» Given request a
Which version of Hive does the issue notice below list as affected?

* START Extract *

[
https://issues.apache.org/jira/browse/HIVE-29361?page=com.atlassian.jira.plugin.system.issuetabpanels:all-tabpanel
]
Denys Kuzmenko updated HIVE-29361:
----------------------------------
Assignee: Denys Kuzmenko
Status: Patch Available (was: Open)
> 'analyze table compute statistics for columns' on partitioned Iceberg tables
> fails with NullPointerException
> ------------------------------------------------------------------------------------------------------------
>
> Key: HIVE-29361
> URL: https://issues.apache.org/jira/browse/HIVE-29361
> Project: Hive
> Issue Type: Bug
> Affects Versions: 4.2.0
> Reporter: Sungwoo Park
> Assignee: Denys Kuzmenko
> Priority: Major
> Labels: pull-request-available
>
> I found an error (NullPointerException) while updating statistics of TPC-DS
> datasets stored on Iceberg.

* END Extract *
* START Records shown *

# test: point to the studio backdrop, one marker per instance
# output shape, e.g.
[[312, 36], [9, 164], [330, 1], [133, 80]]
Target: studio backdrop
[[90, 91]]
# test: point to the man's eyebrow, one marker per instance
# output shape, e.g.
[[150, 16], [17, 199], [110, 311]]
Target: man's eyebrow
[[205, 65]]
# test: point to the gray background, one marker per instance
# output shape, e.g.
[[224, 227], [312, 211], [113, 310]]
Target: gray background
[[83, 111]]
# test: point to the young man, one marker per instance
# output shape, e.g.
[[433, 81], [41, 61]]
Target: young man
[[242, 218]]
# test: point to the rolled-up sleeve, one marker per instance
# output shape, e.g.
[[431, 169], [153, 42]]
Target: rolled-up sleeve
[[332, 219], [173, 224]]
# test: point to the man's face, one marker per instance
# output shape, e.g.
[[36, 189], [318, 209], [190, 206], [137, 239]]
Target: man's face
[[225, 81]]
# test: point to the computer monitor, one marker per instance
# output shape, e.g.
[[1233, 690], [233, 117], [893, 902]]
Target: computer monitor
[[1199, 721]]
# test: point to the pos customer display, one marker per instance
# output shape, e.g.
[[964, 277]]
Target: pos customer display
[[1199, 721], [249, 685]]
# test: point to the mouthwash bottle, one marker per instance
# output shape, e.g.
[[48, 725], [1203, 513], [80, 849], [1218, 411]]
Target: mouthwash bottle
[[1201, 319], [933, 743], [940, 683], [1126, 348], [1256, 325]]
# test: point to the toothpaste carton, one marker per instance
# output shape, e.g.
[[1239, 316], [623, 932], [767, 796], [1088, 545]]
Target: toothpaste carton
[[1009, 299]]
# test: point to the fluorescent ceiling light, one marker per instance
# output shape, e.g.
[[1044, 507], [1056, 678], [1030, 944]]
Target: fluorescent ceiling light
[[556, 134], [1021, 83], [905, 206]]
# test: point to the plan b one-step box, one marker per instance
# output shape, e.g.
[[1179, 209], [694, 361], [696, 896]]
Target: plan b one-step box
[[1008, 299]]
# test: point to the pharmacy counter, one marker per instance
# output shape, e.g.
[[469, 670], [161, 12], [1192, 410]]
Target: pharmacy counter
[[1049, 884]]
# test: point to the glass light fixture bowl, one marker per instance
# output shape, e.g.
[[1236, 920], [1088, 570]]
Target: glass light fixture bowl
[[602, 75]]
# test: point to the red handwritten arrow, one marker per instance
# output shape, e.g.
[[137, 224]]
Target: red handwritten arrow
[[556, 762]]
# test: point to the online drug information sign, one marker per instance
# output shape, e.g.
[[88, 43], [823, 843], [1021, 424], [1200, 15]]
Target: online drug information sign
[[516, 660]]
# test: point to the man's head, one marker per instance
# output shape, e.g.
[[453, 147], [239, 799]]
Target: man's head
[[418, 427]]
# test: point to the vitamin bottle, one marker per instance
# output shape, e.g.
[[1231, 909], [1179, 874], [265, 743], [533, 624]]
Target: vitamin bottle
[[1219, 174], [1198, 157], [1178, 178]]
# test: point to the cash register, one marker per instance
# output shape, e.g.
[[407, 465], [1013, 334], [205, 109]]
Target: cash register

* END Records shown *

» Given request b
Echo the entries above, from the line containing "# test: point to the pos" through the line containing "[[556, 134], [1021, 83], [905, 206]]", inclusive.

» Exercise result a
4.2.0

» Exercise result b
# test: point to the pos customer display, one marker per instance
# output shape, e.g.
[[964, 277]]
Target: pos customer display
[[1199, 721], [249, 685]]
# test: point to the mouthwash bottle, one marker per instance
# output shape, e.g.
[[48, 725], [1203, 513], [80, 849], [1218, 411]]
Target: mouthwash bottle
[[1201, 319], [933, 743], [940, 683], [1126, 348], [1256, 325]]
# test: point to the toothpaste carton, one marker per instance
# output shape, e.g.
[[1239, 316], [623, 932], [767, 796], [1088, 545]]
Target: toothpaste carton
[[1009, 299]]
# test: point to the fluorescent ceiling light, one marker per instance
# output shape, e.g.
[[1044, 507], [1056, 678], [1030, 944]]
Target: fluorescent ceiling light
[[556, 134], [1021, 83], [905, 206]]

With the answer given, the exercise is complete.